WHAT TO PRODUCE -
Give again, unchanged, the line that contains "Task: Could you identify the water" together with every line that follows it until the entries end.

(Stored data entries)
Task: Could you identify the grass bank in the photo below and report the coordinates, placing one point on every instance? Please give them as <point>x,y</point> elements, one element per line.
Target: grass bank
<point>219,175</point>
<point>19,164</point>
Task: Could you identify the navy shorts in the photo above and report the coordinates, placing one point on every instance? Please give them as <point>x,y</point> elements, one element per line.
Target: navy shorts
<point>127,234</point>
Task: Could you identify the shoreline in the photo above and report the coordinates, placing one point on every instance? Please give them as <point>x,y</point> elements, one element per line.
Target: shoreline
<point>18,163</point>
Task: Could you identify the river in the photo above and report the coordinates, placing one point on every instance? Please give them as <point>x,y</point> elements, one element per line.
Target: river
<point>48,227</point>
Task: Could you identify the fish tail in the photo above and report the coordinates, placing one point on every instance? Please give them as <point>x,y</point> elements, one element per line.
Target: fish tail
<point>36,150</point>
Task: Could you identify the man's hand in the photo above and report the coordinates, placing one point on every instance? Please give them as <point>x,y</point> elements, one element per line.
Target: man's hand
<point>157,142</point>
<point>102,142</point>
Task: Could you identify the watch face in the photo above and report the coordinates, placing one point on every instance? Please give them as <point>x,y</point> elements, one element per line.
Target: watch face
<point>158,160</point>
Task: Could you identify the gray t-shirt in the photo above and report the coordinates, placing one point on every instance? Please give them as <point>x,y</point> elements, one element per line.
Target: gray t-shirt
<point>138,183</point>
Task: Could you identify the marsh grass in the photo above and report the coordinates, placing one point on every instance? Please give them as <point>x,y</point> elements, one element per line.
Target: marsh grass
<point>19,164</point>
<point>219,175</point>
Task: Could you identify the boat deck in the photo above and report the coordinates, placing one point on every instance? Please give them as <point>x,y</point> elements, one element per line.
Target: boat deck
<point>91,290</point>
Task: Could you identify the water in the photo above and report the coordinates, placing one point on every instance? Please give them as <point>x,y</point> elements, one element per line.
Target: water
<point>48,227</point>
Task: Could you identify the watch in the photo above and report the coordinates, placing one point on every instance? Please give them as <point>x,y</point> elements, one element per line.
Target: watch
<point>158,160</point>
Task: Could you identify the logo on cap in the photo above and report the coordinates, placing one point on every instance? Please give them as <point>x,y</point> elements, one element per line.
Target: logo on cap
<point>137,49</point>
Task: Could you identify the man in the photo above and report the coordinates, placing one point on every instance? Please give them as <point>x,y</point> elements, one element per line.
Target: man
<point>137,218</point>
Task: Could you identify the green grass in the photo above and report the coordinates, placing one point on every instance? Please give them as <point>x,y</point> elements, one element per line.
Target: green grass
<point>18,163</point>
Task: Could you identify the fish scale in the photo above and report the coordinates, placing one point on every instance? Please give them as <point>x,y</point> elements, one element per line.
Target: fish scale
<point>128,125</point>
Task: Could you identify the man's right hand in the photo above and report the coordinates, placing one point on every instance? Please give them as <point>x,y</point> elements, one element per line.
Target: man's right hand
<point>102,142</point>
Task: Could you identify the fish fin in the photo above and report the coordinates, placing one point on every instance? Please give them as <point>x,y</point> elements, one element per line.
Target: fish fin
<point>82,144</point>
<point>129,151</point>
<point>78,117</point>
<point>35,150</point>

WRITTEN RESPONSE -
Task: Could you identify the water in the photo above and report the coordinates, placing one point on every instance? Please give them as <point>x,y</point> elements, one element per line.
Target: water
<point>48,227</point>
Task: Could you identify the watch in the photo above and report the coordinates, placing one point on every instance? Please give them as <point>x,y</point> elements, one element per line.
Target: watch
<point>158,160</point>
Task: Could you identify the logo on cap in the photo above and report the coordinates, placing one point on every instance? Please give them as <point>x,y</point> elements, one element per line.
Target: logo on cap
<point>137,49</point>
Task: Could you identify the man in the photo above and report the coordinates, placing one point on every instance? Please give them as <point>x,y</point> elements, one element per line.
Target: man
<point>137,218</point>
Task: Could you identify the green grass in the photo above and report the coordinates, placing one point on every instance? Please give them as <point>x,y</point> elements, one element per line.
Target: green grass
<point>18,163</point>
Task: Could you identify the fish scale in the photo above and report the coordinates, placing one point on every instance? Please give them as <point>x,y</point> elements, one element per line.
Target: fish scale
<point>128,125</point>
Task: Could you identify the man's right hand in the photo above and report the coordinates, placing one point on every instance? Please give them as <point>x,y</point> elements, one element per line.
Target: man's right hand
<point>102,142</point>
Task: Could you identify the fish fin in the photo above and report the coordinates, placing one point on every instance? Please give them as <point>x,y</point> elements, one element per line.
Target: fish fin
<point>82,144</point>
<point>129,151</point>
<point>78,117</point>
<point>35,150</point>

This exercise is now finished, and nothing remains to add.